▸ **DATA SUPPLIED**:
####

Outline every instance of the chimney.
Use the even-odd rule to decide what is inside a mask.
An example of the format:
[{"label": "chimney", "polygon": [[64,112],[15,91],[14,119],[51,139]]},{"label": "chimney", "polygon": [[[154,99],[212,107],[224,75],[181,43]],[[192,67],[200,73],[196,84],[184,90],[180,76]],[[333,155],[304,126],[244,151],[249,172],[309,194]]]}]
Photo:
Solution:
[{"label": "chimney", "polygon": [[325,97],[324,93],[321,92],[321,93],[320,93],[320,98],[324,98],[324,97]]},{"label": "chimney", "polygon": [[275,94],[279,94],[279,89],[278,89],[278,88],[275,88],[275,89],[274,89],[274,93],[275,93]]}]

####

▸ **WORK ORDER**: Take the line above containing "Use the even-odd", the line containing "An example of", and all lines in between, and copy them exactly without anything else.

▸ **SOLUTION FOR THIS PROBLEM**:
Use the even-odd rule to decide what is inside a mask.
An example of the format:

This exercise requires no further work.